→ Problem:
Please render all of the entries below as a numbered list, one item per line, with blank lines dropped and the pictures omitted.

→ Records to process:
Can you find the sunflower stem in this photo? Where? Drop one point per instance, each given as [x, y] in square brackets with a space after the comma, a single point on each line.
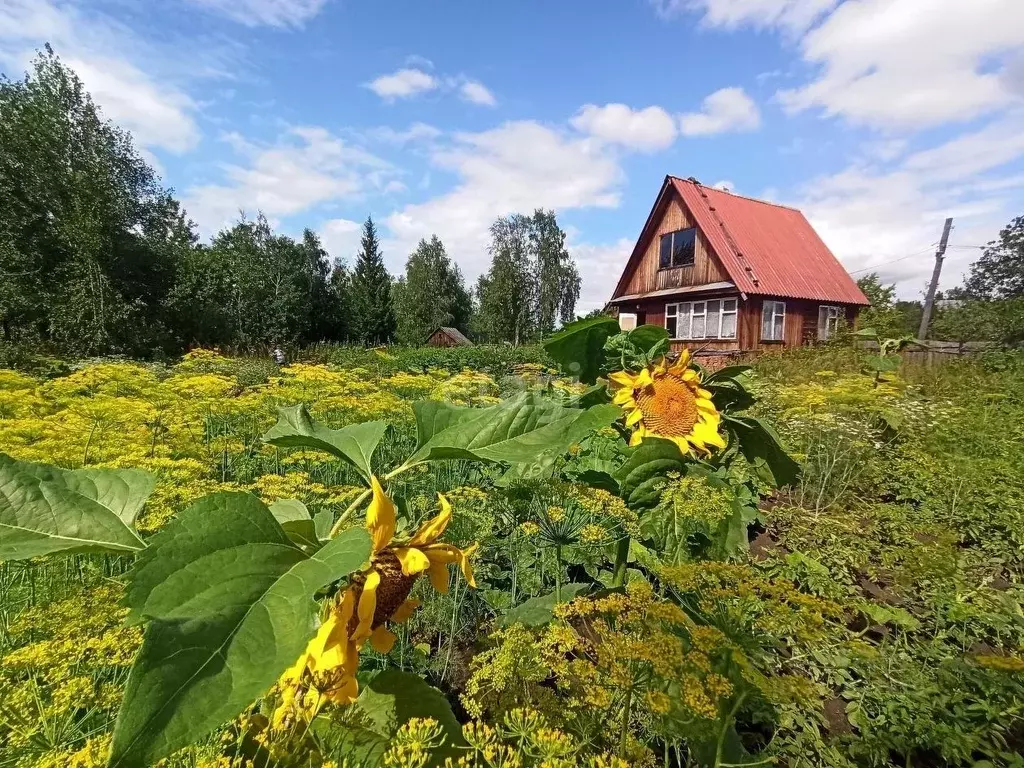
[558, 572]
[625, 732]
[350, 510]
[622, 557]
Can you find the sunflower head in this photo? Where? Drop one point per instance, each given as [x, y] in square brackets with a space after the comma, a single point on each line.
[667, 400]
[382, 591]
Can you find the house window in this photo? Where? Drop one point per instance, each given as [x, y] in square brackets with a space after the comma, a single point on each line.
[677, 248]
[715, 318]
[772, 321]
[828, 320]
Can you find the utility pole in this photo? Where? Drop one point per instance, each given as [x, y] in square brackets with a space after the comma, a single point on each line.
[926, 317]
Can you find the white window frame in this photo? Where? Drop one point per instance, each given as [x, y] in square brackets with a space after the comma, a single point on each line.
[676, 310]
[833, 315]
[773, 309]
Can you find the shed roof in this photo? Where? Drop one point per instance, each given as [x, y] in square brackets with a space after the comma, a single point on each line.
[766, 249]
[454, 333]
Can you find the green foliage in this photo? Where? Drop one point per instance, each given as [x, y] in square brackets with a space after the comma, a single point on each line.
[354, 443]
[372, 307]
[999, 271]
[577, 348]
[516, 430]
[88, 245]
[228, 603]
[531, 282]
[430, 295]
[45, 510]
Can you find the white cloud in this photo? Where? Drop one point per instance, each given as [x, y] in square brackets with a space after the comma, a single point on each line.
[402, 84]
[645, 130]
[265, 12]
[791, 14]
[341, 238]
[725, 110]
[889, 219]
[308, 166]
[415, 132]
[157, 112]
[516, 167]
[908, 64]
[476, 93]
[599, 266]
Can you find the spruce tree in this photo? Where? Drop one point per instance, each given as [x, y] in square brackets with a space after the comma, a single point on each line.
[370, 295]
[430, 295]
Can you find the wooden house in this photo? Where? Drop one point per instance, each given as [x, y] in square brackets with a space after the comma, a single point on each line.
[448, 337]
[726, 273]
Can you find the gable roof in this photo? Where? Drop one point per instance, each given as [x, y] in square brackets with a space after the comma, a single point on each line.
[766, 249]
[453, 333]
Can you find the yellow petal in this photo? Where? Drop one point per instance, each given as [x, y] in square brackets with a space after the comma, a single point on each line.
[704, 403]
[368, 605]
[380, 516]
[634, 417]
[382, 639]
[345, 691]
[467, 566]
[406, 610]
[624, 397]
[431, 530]
[413, 560]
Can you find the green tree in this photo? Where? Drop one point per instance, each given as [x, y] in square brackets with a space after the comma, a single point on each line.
[999, 271]
[532, 281]
[89, 240]
[430, 294]
[372, 320]
[890, 317]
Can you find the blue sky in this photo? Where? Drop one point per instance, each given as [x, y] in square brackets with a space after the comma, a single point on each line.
[878, 118]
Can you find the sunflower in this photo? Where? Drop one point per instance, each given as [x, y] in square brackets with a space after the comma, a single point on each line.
[326, 672]
[667, 400]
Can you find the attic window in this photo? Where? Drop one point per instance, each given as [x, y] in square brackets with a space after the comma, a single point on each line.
[677, 248]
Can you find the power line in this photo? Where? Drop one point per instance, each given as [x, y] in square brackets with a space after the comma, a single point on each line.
[893, 261]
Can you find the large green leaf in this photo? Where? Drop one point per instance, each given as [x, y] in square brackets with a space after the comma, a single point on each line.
[642, 475]
[393, 697]
[578, 348]
[229, 603]
[517, 430]
[45, 509]
[763, 449]
[354, 443]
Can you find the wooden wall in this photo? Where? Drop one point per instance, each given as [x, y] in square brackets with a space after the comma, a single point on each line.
[647, 276]
[801, 323]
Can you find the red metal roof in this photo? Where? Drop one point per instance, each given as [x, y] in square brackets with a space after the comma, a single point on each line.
[768, 249]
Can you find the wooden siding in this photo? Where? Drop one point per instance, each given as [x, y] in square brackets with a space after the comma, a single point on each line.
[647, 276]
[801, 327]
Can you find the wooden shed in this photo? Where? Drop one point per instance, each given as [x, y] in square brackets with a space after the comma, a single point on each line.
[728, 273]
[448, 337]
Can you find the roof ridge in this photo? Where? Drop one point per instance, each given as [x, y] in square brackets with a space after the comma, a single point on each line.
[692, 180]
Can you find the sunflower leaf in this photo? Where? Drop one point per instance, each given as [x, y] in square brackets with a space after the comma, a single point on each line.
[354, 443]
[518, 430]
[44, 509]
[641, 476]
[578, 347]
[763, 449]
[229, 603]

→ Solved exercise:
1. Can you find the sunflower stem in this photo? Where? Drop one point per instance, each given as [x, y] in square brackets with a space after the comma, a single point on each line.
2. [558, 572]
3. [625, 732]
4. [350, 510]
5. [622, 557]
6. Can you find the sunflower head in this photo? Where? Drop one point per instance, each given as [x, y] in square brackets with a space after the comma, a single point on each line.
7. [667, 400]
8. [382, 591]
9. Can you find the house window in this photo? Where? Drop one point per instance, each given as [x, y] in square brackets with a space after the comma, a single point on each line.
10. [677, 248]
11. [715, 318]
12. [772, 321]
13. [828, 320]
14. Can you find the utility pole in this photo? Where? Drop one point per instance, each given as [x, y] in square brackets with a space after the comma, a single point on each line.
15. [926, 317]
16. Can you find the white window frame in this photo? Where? Drop one point per instance, each given as [x, y] in square brackets with a space after the comma, a single point on each line.
17. [676, 310]
18. [833, 315]
19. [773, 309]
20. Can you find the shed roof in this photo? Where? Drop one point per instance, each given as [x, y] in square brackets with a space after the comma, a single point on each line.
21. [766, 249]
22. [454, 333]
23. Can you find the green foliage in this photo? Where? Drop one point per instance, each given as [x, y] in square brackets with a space after the comma, a single point on each line.
24. [354, 443]
25. [372, 307]
26. [999, 271]
27. [577, 348]
28. [516, 430]
29. [88, 245]
30. [228, 603]
31. [531, 282]
32. [430, 295]
33. [45, 510]
34. Can you find the white cloud in this photo? Where? Drop one point per instance, each given as [x, y] in square brackets with a space after the comma, a single point on each line.
35. [402, 84]
36. [645, 130]
37. [265, 12]
38. [791, 14]
39. [341, 238]
40. [725, 110]
41. [889, 219]
42. [308, 166]
43. [415, 132]
44. [157, 112]
45. [516, 167]
46. [908, 64]
47. [476, 93]
48. [599, 266]
49. Can you find the spruce tree in this photo? Where? Drop one point per instance, each given as [x, y] in square brackets with a space after the comma, a single point on each line.
50. [370, 295]
51. [430, 295]
52. Can you find the wooden house in this photo? Where? Drop one point per instance, each given as [x, y] in square brackets with a space after the comma, a single point on each line.
53. [448, 337]
54. [726, 273]
55. Can you find the gable roof in this photo? Where? Drop one point per instance, each given as [x, y] in square brackets with a space after the comma, a single point on each line.
56. [766, 249]
57. [453, 333]
58. Can you find the yellow petal in this photo? Where? Drop one point per instance, each given as [x, y] in square brackets with a space after the comma, a single point on each line.
59. [704, 403]
60. [368, 605]
61. [380, 516]
62. [634, 417]
63. [382, 639]
64. [345, 691]
65. [467, 566]
66. [406, 610]
67. [624, 397]
68. [431, 530]
69. [413, 560]
70. Can you find the green tree in this photo? Where? Drop one point per instance, each given as [x, y] in square brackets with a space after the comma, a single point on each line.
71. [999, 271]
72. [532, 281]
73. [89, 240]
74. [430, 294]
75. [372, 320]
76. [890, 317]
77. Can you find the blue sky in this photo? Where? Drop one point per instance, each given as [x, y] in square brackets with a space after the comma, a single point on each line.
78. [878, 118]
79. Can you find the sunflower in this photo? Where? Drop one point per instance, each given as [x, y] in square brackets with a space after the comma, a single point on each line.
80. [326, 672]
81. [667, 400]
82. Can you find the attic window in this photo? Where? Drop one point per instance, each given as [x, y] in square brackets with a space after the comma, a single point on each line.
83. [677, 248]
84. Can you find the power line in this photo? Where? Drop one point per instance, each given as [x, y] in square brackets with a space after the comma, a single point on each line.
85. [893, 261]
86. Can you find the large green leaf in this photo? Where? Drop one point per instance, each given as [x, y] in square brackets with a space after the comma, a single point on each line.
87. [642, 475]
88. [393, 697]
89. [578, 348]
90. [229, 603]
91. [517, 430]
92. [45, 509]
93. [763, 449]
94. [354, 443]
95. Can you find the wooden wall in this photo? Where? Drop one point per instance, each given as [x, y] in square brackets with a space after the comma, a single point on each line.
96. [647, 276]
97. [801, 323]
98. Can you find the red metal roof in this photo? Where? Drop one point per instance, each given as [x, y] in square brackets with a space after the comma, a single point on each line.
99. [768, 249]
100. Can you find the wooden siding in this photo? Where? Drop one point per instance, each given as [x, y] in square brackets with a space after the comma, a single point on each line.
101. [647, 276]
102. [801, 327]
103. Can you find the wooden shed in this photo? Where? Drop one point per instance, each given as [x, y] in square brackets with a space after the comma, a single point on each line.
104. [728, 273]
105. [448, 337]
106. Can you find the roof ridge in this photo? Where? Drop one point per instance, each given as [x, y] in square brackets with a space after the comma, a single point on each line.
107. [692, 180]
108. Can you find the sunflower leaf in this photo? Where? Drop one point per instance, each given as [x, y] in square brackets with a space after the comma, a single point on each line.
109. [354, 443]
110. [518, 430]
111. [44, 509]
112. [641, 476]
113. [578, 347]
114. [763, 449]
115. [229, 603]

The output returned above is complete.